* EXERCISE PROMPT *
From the passage on mindfulness and depression research, copy the words starting at "Mindfulness meditation has" and ending at "with usual care.".

* READING PASSAGE *
_ _ _ _ _

We carry out research on the psychological and biological processes underlying vulnerability to depression and the effectiveness and mechanisms of action of mindfulness-based approaches in preventing it.
Mindfulness meditation has been practised for thousands of years, but it is only in the last 30 or so years that the beneficial effects of using mindfulness techniques in relieving physical pain and mental distress have been subjected to modern scientific scrutiny.
Our research focuses on Mindfulness-based Cognitive Therapy (MBCT), developed by OMC Director Mark Williams with colleagues John Teasdale (Cambridge) and Zindel Segal (Toronto) from the work by Jon Kabat-Zinn on Mindfulness-based Stress Reduction.
MBCT prevents depression in the most vulnerable patients:
- In patients with three or more previous episodes of depression, MBCT reduces the recurrence rate over 12 months by 40-50% compared with usual care.
- MBCT is as effective as reducing recurrence as antidepressants.
- In the UK, the Government’s National Institute for Health and Clinical Excellence (NICE) has recommended MBCT for those with three or more episodes of depression in their Guidelines for Management of Depression (2004, 2009).
Research at the Oxford Mindulness Centre includes a major Wellcome Foundation funded programme on the effects of mindfulness in people suffering from suicidal ideas when depressed.

_ _ _ _ _

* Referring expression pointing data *
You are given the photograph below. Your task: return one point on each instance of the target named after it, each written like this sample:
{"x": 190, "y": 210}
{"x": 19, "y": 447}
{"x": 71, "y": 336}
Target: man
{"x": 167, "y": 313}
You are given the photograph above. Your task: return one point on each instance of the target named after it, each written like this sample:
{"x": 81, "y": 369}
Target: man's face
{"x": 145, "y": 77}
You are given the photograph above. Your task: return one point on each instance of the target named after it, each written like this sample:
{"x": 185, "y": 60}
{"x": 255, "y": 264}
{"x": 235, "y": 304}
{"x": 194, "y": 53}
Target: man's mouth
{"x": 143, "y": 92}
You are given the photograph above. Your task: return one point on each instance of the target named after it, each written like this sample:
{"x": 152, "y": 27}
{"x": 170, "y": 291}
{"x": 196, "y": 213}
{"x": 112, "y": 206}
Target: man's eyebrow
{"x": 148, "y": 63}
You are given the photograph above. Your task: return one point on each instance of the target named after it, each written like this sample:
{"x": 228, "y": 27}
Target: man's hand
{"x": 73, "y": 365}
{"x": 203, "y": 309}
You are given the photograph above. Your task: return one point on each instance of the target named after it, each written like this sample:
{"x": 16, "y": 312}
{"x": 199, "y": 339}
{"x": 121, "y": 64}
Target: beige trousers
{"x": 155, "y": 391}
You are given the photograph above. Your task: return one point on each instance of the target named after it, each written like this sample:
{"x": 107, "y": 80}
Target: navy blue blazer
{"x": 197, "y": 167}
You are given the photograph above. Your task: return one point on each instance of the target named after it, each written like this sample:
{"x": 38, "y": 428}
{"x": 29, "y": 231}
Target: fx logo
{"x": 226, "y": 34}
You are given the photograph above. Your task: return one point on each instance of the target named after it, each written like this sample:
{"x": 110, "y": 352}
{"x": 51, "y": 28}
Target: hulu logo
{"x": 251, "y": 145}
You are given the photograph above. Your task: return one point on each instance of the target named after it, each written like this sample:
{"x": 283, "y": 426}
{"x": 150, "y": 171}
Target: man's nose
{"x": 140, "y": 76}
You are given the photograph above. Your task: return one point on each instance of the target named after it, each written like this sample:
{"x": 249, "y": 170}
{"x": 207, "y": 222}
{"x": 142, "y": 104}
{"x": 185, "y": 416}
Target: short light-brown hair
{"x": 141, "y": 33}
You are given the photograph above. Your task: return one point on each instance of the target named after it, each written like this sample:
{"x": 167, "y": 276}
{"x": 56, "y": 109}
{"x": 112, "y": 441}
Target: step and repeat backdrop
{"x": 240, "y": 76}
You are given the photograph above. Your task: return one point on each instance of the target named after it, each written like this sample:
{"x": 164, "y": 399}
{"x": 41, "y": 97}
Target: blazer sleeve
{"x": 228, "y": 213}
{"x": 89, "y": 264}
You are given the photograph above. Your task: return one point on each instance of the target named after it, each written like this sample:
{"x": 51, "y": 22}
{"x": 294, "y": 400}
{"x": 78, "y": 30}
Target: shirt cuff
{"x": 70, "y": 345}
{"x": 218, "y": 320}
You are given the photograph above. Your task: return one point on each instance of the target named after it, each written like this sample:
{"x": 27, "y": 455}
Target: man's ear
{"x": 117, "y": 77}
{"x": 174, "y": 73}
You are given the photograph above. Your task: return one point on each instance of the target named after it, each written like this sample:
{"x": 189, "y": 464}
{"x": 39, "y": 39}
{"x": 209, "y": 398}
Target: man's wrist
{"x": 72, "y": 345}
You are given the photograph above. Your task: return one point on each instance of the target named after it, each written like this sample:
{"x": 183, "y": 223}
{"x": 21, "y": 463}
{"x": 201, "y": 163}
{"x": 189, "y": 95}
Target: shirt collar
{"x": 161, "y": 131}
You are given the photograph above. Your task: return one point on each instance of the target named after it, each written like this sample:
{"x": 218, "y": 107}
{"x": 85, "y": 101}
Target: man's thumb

_ _ _ _ _

* SOLUTION FOR THIS PROBLEM *
Mindfulness meditation has been practised for thousands of years, but it is only in the last 30 or so years that the beneficial effects of using mindfulness techniques in relieving physical pain and mental distress have been subjected to modern scientific scrutiny.
Our research focuses on Mindfulness-based Cognitive Therapy (MBCT), developed by OMC Director Mark Williams with colleagues John Teasdale (Cambridge) and Zindel Segal (Toronto) from the work by Jon Kabat-Zinn on Mindfulness-based Stress Reduction.
MBCT prevents depression in the most vulnerable patients:
- In patients with three or more previous episodes of depression, MBCT reduces the recurrence rate over 12 months by 40-50% compared with usual care.